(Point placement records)

Start

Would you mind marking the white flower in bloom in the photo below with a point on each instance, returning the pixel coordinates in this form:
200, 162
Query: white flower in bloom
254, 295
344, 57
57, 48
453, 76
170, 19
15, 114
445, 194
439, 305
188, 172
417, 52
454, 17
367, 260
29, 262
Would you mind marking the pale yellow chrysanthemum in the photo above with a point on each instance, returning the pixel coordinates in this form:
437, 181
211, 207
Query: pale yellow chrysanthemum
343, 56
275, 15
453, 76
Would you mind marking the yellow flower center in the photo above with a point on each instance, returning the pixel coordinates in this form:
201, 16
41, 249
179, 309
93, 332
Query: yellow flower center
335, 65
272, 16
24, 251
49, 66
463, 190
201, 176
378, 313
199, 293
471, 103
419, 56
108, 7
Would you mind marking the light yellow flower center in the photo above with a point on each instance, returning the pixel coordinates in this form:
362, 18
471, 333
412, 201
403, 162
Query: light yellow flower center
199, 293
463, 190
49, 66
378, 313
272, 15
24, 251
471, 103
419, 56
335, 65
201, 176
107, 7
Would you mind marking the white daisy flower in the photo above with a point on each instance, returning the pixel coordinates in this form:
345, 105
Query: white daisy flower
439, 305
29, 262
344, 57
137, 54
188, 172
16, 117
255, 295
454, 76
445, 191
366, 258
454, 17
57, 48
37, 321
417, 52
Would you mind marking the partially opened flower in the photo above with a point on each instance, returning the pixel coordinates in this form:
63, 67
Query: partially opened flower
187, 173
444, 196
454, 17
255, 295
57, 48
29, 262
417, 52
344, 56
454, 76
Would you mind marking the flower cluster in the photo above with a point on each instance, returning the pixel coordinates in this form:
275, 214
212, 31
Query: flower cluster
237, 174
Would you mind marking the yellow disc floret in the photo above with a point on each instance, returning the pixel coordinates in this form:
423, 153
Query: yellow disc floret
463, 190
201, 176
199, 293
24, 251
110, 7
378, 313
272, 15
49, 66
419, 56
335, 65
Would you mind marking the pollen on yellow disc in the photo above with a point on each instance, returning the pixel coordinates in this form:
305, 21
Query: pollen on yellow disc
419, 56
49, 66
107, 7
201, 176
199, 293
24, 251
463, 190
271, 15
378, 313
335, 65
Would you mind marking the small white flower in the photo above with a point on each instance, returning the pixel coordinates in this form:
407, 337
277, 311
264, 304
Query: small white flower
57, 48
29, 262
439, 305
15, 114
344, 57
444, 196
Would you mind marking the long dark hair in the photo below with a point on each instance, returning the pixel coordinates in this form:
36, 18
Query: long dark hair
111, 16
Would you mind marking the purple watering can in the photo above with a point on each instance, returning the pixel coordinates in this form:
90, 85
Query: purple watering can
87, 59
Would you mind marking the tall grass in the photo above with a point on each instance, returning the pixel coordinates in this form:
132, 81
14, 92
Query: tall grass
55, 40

End
Start

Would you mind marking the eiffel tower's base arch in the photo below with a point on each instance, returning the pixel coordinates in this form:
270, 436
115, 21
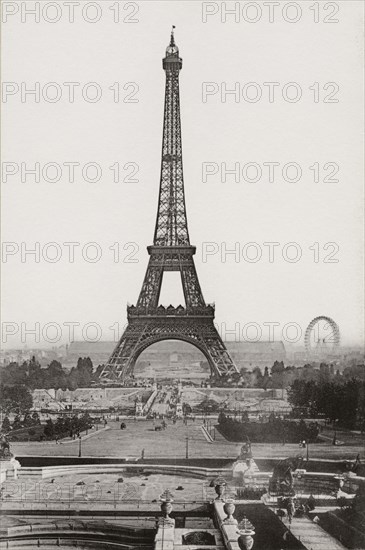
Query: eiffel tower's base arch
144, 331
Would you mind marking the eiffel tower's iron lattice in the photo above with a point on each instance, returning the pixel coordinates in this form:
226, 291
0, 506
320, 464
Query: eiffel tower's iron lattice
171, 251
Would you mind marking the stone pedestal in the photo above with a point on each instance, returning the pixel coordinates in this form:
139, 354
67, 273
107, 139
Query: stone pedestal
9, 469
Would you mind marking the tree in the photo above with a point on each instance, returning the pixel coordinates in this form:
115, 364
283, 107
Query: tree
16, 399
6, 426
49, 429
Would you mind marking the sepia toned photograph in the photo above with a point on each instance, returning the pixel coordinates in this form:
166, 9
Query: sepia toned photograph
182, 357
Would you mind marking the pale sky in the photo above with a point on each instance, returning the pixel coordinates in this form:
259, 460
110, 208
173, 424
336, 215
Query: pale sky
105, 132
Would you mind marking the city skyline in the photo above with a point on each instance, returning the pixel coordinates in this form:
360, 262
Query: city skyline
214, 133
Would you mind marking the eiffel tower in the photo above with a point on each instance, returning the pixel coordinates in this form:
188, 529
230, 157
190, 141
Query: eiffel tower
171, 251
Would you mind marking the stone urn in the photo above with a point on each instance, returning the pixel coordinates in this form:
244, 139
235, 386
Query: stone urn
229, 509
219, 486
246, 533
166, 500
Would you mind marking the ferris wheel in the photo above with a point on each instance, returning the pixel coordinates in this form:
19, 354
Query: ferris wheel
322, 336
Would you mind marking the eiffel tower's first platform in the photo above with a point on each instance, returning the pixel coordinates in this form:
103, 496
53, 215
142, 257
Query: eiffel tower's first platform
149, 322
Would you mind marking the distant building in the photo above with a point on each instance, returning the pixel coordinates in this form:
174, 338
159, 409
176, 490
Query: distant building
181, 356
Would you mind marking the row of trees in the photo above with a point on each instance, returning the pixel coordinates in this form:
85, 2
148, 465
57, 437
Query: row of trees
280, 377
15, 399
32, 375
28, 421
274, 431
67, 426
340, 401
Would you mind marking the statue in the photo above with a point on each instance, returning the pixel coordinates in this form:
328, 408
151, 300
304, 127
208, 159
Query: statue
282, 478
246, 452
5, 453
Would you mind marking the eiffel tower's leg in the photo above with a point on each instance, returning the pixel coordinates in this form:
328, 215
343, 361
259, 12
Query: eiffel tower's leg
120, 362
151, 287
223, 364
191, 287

End

▶ SET TASK:
Gather every line of the records that contains the string "sepia" and copy each such line.

▶ CORRECT OUTPUT:
Would you mind marking the sepia toned photograph in the photo above with a point on each instance, returning the pixel coordinates in this form:
Query: sepia toned photograph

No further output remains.